BEGIN Available data
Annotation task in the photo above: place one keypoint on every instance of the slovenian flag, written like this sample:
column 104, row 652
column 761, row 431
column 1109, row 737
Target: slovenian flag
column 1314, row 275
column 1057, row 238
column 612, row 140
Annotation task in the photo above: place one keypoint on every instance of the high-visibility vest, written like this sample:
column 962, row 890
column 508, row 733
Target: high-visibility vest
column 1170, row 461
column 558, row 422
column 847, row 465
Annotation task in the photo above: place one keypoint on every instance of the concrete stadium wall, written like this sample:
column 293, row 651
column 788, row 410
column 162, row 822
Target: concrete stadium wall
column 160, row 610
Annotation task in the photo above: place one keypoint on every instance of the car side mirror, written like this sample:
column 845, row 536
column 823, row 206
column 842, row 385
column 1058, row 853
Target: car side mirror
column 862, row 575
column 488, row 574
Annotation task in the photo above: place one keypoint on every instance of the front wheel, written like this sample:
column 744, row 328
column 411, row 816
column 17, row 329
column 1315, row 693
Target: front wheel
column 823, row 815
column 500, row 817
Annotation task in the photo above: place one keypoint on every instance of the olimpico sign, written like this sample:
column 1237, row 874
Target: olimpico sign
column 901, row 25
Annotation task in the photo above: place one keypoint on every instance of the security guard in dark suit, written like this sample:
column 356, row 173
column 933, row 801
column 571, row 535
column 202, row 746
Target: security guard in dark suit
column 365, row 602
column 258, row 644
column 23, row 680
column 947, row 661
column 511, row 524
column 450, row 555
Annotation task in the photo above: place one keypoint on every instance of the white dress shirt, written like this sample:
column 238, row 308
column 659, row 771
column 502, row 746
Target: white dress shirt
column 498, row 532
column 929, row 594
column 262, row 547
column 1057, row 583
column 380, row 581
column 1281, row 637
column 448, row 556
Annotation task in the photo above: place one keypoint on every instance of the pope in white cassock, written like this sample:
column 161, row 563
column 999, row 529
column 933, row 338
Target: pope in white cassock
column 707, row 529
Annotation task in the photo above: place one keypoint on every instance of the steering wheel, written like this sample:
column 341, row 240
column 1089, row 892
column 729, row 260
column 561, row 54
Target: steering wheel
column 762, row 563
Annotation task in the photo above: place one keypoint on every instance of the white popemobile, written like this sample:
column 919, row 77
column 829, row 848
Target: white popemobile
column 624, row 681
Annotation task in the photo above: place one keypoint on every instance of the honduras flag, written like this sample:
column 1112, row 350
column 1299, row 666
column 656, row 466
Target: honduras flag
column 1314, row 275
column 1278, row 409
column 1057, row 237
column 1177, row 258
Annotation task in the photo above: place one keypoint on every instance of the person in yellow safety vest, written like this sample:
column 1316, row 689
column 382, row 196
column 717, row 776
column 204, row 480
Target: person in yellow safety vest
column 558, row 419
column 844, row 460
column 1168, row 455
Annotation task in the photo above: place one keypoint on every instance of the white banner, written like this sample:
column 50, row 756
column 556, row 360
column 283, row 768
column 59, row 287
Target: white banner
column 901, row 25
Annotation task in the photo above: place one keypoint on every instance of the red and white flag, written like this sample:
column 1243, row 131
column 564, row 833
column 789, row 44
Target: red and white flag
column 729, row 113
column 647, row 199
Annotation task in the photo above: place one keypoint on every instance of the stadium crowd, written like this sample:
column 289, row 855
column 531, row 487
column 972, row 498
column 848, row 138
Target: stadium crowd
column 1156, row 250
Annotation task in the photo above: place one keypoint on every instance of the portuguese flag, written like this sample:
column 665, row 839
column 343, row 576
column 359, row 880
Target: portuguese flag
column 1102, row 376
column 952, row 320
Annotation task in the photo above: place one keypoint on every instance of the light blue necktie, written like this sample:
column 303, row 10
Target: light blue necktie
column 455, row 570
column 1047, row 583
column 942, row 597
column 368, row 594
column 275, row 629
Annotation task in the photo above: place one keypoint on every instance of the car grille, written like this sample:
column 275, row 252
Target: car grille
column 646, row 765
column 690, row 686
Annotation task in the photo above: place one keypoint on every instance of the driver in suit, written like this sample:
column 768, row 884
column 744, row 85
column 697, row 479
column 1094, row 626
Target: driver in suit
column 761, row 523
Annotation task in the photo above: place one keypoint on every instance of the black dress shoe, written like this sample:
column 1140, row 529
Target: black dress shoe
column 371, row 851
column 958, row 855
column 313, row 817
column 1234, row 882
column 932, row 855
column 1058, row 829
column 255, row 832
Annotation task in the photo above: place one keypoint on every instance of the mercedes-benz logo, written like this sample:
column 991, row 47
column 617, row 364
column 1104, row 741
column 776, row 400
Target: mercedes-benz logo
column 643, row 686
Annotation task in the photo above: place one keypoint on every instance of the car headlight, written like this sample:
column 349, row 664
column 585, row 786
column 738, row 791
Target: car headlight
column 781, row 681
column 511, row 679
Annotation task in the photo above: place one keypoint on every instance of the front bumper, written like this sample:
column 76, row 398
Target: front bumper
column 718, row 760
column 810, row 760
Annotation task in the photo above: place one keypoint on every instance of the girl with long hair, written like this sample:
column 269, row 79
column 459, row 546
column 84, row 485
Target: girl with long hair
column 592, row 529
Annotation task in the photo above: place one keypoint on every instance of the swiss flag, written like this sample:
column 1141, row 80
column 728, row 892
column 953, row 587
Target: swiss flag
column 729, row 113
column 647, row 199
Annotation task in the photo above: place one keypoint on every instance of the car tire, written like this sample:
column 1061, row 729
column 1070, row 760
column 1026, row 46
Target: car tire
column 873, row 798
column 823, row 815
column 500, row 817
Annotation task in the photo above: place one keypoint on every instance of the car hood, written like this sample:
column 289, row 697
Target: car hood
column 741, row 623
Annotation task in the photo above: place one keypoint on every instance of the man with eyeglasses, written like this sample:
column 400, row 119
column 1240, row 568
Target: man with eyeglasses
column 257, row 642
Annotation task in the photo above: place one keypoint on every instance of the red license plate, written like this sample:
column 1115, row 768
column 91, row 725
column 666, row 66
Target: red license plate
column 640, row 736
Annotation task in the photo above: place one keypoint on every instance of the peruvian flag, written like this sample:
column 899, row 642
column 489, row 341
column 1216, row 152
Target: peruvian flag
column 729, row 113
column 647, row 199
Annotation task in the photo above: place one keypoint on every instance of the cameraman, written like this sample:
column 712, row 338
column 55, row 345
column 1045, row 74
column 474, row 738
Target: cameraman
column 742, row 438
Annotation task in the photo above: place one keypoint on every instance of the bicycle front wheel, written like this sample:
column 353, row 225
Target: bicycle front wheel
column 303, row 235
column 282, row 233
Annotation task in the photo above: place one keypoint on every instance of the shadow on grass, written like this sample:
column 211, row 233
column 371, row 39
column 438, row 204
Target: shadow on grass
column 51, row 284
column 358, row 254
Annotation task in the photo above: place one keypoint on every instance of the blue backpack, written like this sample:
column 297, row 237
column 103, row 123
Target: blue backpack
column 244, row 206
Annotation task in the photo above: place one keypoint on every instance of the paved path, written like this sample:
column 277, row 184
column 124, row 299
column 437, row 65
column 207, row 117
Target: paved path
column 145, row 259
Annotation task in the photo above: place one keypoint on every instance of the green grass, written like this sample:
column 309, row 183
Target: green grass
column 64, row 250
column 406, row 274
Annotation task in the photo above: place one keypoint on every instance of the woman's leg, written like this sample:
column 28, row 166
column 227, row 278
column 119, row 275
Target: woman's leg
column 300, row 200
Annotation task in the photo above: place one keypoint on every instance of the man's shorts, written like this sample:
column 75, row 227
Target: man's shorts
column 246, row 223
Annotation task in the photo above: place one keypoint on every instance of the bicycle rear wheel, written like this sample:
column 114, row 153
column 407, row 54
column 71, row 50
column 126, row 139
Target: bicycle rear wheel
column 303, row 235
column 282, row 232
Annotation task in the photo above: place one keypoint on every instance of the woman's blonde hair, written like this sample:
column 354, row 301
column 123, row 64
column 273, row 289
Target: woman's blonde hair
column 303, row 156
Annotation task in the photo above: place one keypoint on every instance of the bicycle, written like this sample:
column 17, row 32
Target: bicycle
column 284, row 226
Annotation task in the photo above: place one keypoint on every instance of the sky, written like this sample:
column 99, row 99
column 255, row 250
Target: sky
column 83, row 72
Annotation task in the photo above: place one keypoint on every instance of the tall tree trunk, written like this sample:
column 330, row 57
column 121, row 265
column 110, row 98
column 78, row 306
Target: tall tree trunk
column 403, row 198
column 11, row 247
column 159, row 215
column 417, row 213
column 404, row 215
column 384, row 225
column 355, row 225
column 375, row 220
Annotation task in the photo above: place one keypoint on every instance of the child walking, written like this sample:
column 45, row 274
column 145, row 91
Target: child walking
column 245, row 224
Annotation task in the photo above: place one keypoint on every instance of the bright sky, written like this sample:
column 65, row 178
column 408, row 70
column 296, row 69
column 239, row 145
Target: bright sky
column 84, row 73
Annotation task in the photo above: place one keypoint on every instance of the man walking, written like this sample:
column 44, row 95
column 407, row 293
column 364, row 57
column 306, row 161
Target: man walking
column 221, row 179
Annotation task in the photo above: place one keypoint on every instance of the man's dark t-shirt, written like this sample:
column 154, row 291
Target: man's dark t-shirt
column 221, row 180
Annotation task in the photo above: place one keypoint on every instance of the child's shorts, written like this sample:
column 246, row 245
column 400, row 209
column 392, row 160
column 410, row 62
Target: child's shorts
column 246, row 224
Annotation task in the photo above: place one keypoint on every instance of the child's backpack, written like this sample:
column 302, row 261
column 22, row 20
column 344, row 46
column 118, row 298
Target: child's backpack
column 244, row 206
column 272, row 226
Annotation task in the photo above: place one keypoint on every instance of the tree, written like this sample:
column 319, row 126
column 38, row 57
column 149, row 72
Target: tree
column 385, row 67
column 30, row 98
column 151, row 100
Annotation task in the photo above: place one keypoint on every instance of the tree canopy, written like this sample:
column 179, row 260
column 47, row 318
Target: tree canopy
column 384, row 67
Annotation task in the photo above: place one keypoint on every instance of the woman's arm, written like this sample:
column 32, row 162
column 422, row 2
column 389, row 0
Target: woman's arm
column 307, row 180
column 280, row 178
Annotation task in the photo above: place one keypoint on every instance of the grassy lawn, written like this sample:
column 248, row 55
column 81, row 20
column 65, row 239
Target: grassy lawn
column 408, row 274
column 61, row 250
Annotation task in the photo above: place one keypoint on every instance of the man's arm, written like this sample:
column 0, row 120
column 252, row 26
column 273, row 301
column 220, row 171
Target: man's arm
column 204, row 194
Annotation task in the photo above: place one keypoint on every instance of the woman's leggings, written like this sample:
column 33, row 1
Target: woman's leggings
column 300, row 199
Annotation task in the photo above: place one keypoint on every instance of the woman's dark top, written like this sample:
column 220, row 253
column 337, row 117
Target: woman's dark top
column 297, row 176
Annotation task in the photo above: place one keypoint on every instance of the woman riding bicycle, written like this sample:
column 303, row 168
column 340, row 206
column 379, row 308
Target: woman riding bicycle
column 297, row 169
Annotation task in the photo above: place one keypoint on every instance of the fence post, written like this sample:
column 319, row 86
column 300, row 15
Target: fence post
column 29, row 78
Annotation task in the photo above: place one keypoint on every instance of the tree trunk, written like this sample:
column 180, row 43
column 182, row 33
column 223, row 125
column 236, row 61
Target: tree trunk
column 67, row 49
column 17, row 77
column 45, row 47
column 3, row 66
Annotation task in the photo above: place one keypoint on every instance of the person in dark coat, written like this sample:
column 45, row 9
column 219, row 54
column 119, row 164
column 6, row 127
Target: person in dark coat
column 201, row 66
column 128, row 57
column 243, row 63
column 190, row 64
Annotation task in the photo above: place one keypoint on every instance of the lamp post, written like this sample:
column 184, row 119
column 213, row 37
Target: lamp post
END Available data
*The problem*: Wherever "lamp" occurs in the records above, copy the line it sits in.

*Task result*:
Annotation task in the photo above: place one keypoint on every instance of the lamp post, written like this sample:
Target: lamp post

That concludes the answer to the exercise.